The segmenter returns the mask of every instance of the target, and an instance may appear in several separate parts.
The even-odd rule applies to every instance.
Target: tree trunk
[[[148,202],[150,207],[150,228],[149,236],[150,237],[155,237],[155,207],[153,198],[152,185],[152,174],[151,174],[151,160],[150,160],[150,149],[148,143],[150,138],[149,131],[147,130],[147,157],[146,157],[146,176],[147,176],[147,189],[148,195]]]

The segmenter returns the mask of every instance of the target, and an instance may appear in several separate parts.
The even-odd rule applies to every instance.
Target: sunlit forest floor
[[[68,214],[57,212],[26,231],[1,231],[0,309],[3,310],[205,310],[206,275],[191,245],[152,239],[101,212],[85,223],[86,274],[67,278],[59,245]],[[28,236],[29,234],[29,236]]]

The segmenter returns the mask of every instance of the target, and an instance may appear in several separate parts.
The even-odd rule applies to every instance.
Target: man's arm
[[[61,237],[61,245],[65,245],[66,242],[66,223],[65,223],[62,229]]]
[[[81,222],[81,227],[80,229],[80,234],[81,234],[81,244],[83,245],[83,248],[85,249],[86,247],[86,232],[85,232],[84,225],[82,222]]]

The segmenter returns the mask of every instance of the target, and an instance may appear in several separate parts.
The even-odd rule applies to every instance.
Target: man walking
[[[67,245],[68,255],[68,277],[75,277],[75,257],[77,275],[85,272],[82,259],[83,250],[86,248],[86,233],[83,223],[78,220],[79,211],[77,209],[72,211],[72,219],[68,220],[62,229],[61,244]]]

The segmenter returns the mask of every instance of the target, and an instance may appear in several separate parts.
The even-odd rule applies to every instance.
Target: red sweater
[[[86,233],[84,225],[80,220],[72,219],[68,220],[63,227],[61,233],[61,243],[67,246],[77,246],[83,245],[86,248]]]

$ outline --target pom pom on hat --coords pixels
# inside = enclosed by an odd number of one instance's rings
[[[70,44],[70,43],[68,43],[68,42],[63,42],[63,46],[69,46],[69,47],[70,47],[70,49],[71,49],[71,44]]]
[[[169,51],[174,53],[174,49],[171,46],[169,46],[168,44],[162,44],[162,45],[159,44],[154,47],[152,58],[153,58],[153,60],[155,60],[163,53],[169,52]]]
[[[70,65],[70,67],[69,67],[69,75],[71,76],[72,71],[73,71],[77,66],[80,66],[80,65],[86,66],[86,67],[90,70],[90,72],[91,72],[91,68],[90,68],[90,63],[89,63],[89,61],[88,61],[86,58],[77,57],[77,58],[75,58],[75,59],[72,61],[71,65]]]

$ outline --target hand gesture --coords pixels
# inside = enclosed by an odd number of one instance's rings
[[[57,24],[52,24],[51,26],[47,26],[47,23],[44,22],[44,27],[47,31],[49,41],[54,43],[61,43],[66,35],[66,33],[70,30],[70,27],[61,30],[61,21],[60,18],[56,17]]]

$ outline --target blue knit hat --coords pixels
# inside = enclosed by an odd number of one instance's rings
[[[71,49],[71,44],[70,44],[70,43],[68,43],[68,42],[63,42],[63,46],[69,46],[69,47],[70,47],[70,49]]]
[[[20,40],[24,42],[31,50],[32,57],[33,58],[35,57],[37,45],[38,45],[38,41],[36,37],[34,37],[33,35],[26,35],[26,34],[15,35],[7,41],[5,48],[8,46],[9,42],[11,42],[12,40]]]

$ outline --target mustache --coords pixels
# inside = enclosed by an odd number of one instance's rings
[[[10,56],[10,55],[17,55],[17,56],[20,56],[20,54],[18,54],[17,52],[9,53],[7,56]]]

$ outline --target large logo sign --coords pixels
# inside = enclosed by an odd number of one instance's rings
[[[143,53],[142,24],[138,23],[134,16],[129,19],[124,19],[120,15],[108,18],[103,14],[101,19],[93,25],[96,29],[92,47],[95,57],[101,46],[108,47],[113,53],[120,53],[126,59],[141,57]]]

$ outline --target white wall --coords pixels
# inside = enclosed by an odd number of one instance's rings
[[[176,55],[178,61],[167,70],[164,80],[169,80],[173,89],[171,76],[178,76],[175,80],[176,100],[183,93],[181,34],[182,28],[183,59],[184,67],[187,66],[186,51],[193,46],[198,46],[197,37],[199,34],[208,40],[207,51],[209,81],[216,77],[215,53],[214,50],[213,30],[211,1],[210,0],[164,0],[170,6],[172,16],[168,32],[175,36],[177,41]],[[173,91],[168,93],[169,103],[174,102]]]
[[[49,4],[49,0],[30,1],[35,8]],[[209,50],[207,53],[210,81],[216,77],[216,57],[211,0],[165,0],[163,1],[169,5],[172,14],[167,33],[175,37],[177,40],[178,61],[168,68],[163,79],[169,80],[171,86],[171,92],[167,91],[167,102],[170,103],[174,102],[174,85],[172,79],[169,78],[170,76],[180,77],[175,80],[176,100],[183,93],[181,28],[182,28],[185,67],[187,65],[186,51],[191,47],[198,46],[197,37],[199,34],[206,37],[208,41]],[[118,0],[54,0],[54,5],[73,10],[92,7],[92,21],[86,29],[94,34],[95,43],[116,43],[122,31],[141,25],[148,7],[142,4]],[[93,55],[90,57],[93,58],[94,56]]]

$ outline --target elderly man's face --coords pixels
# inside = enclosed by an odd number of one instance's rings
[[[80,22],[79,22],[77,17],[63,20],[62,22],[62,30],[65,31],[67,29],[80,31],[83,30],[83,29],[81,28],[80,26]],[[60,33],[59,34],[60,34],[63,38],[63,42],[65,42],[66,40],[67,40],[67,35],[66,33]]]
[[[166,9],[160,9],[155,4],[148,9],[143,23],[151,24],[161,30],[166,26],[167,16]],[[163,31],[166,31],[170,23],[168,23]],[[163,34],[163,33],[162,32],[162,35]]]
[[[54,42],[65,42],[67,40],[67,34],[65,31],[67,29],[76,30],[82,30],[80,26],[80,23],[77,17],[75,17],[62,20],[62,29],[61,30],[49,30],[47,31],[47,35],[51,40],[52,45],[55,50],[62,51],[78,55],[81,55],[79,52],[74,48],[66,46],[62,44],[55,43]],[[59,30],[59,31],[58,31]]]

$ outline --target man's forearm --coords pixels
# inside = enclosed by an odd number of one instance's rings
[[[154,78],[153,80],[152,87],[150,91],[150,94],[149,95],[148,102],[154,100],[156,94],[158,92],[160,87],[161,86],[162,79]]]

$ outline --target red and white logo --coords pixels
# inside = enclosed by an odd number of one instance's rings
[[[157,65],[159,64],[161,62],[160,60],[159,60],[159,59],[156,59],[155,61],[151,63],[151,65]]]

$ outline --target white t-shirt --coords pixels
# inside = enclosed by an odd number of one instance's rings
=======
What the exercise asks = Retype every line above verbatim, keeping each character, bracket, and line break unchanged.

Exercise output =
The segmenter returns the mask of every instance of the target, and an instance may appear in several separate parts.
The even-odd rule applies to every instance.
Target: tree trunk
[[[148,202],[150,207],[150,228],[149,236],[150,237],[155,237],[155,207],[153,198],[152,185],[152,174],[151,174],[151,160],[150,160],[150,149],[148,143],[150,138],[149,131],[147,130],[147,157],[146,157],[146,176],[147,176],[147,189],[148,195]]]

The segmenter returns the mask of every instance of the target, and an instance may appear in several separate parts.
The even-odd rule applies to every instance.
Target: sunlit forest floor
[[[68,214],[57,212],[26,231],[1,231],[0,309],[3,310],[205,310],[206,275],[191,245],[152,239],[101,212],[85,223],[86,274],[67,278],[59,245]],[[28,236],[29,234],[29,236]]]

The segmenter returns the mask of every instance of the target, and an instance may appear in several separate parts.
The even-odd rule applies to every instance.
Target: man's arm
[[[61,237],[61,245],[65,245],[66,242],[66,223],[65,223],[62,229]]]
[[[81,222],[81,227],[80,229],[80,234],[81,234],[81,244],[83,245],[83,248],[85,249],[86,247],[86,232],[85,232],[84,225],[82,222]]]

The segmenter returns the mask of every instance of the target, and an instance may appear in several separate parts.
The even-odd rule applies to every instance.
Target: man walking
[[[67,245],[68,255],[68,277],[75,277],[75,257],[77,275],[85,272],[82,259],[83,250],[86,248],[86,233],[83,223],[78,220],[79,211],[77,209],[72,211],[72,219],[68,220],[62,229],[61,244]]]

The segmenter returns the mask of every instance of the target, and an instance may appear in several separate parts.
The even-odd rule applies to every instance.
Target: red sweater
[[[86,233],[84,225],[80,220],[72,219],[68,220],[63,227],[61,233],[61,243],[67,246],[77,246],[83,245],[86,248]]]

$ outline --target pom pom on hat --coords pixels
# inside = enclosed by an odd number of one instance's rings
[[[70,44],[70,43],[68,43],[68,42],[63,42],[63,46],[69,46],[69,47],[70,47],[70,49],[71,49],[71,44]]]
[[[169,51],[174,53],[174,49],[171,46],[169,46],[168,44],[162,44],[162,45],[159,44],[154,47],[152,58],[153,58],[153,60],[155,60],[163,53],[169,52]]]
[[[70,65],[70,67],[69,67],[69,75],[71,76],[72,71],[73,71],[77,66],[80,66],[80,65],[86,66],[86,67],[90,70],[90,72],[91,72],[91,68],[90,68],[90,63],[89,63],[89,61],[88,61],[86,58],[77,57],[77,58],[75,58],[75,59],[72,61],[71,65]]]

$ outline --target hand gesture --coords pixels
# inside = enclosed by an odd number of one instance's rings
[[[57,24],[52,24],[51,26],[47,26],[47,23],[44,22],[44,27],[47,31],[49,41],[54,43],[61,43],[66,35],[66,33],[70,30],[70,27],[61,30],[61,21],[60,18],[56,17]]]

$ outline --target blue knit hat --coords pixels
# inside = enclosed by an odd number of one instance's rings
[[[71,49],[71,44],[70,44],[70,43],[68,43],[68,42],[63,42],[63,46],[69,46],[69,47],[70,47],[70,49]]]
[[[20,40],[24,42],[31,50],[32,57],[33,58],[35,57],[37,45],[38,45],[38,41],[36,37],[34,37],[33,35],[26,35],[26,34],[15,35],[7,41],[5,48],[8,46],[9,42],[11,42],[12,40]]]

$ outline --target mustache --coords pixels
# inside = enclosed by an odd number of one instance's rings
[[[10,56],[10,55],[17,55],[17,56],[20,56],[20,54],[18,54],[17,52],[9,53],[7,56]]]

$ outline --target large logo sign --coords pixels
# inside = enclosed by an odd number of one instance's rings
[[[143,53],[142,24],[138,23],[134,16],[129,19],[124,19],[120,15],[108,18],[103,14],[101,19],[93,25],[96,29],[92,47],[95,57],[101,46],[108,47],[113,53],[120,53],[126,59],[141,57]]]

$ outline --target white wall --coords pixels
# inside = enclosed by an odd number of one instance's rings
[[[176,55],[178,61],[167,70],[164,80],[169,80],[173,89],[171,76],[178,76],[175,80],[176,100],[183,93],[181,34],[182,28],[183,59],[184,67],[187,66],[186,51],[193,46],[198,46],[197,37],[199,34],[208,40],[207,51],[209,81],[216,77],[215,53],[214,50],[213,30],[211,1],[210,0],[164,0],[170,6],[172,16],[168,32],[175,36],[177,41]],[[173,91],[168,93],[169,103],[174,102]]]
[[[49,4],[49,0],[30,1],[35,8]],[[209,50],[207,53],[210,81],[216,77],[216,57],[211,0],[165,0],[163,1],[169,5],[172,14],[167,33],[175,37],[177,40],[178,61],[168,68],[163,79],[169,80],[171,86],[171,92],[167,91],[167,102],[170,103],[174,102],[174,85],[172,79],[169,78],[170,76],[180,77],[175,80],[176,100],[183,93],[181,28],[182,28],[185,67],[187,65],[186,51],[191,47],[198,46],[197,37],[199,34],[206,37],[208,41]],[[118,0],[54,0],[54,5],[73,10],[92,7],[92,21],[86,29],[94,34],[95,43],[116,43],[122,31],[141,25],[148,7],[142,4]],[[93,55],[90,57],[93,58],[94,56]]]

$ outline --target elderly man's face --coords pixels
# inside = enclosed by an odd number of one instance's rings
[[[80,22],[79,22],[77,17],[63,20],[62,22],[62,30],[65,31],[67,29],[80,31],[83,30],[83,29],[81,28],[80,26]],[[60,33],[59,34],[60,34],[63,38],[63,42],[65,42],[66,40],[67,40],[67,35],[66,33]]]
[[[166,9],[160,9],[155,4],[148,9],[143,23],[151,24],[161,30],[166,26],[167,16]],[[163,31],[166,31],[170,23],[168,23]],[[163,34],[163,33],[162,32],[162,35]]]
[[[54,42],[65,42],[67,40],[67,34],[65,31],[67,29],[76,30],[82,30],[80,26],[80,23],[77,17],[75,17],[62,20],[62,29],[61,30],[49,30],[47,31],[47,35],[51,40],[52,45],[55,50],[62,51],[78,55],[81,55],[79,52],[74,48],[66,46],[62,44],[55,43]],[[59,30],[59,31],[58,31]]]

$ outline --target man's forearm --coords pixels
# inside = enclosed by an odd number of one instance's rings
[[[154,78],[153,80],[152,87],[150,91],[150,94],[149,95],[148,102],[154,100],[156,94],[158,92],[160,87],[161,86],[162,79]]]

$ outline --target red and white logo --coords pixels
# inside = enclosed by an odd number of one instance's rings
[[[157,65],[159,64],[161,62],[160,60],[159,60],[159,59],[156,59],[155,61],[151,63],[151,65]]]

$ outline --target white t-shirt --coords pixels
# inside = enclosed by an odd number of one instance's rings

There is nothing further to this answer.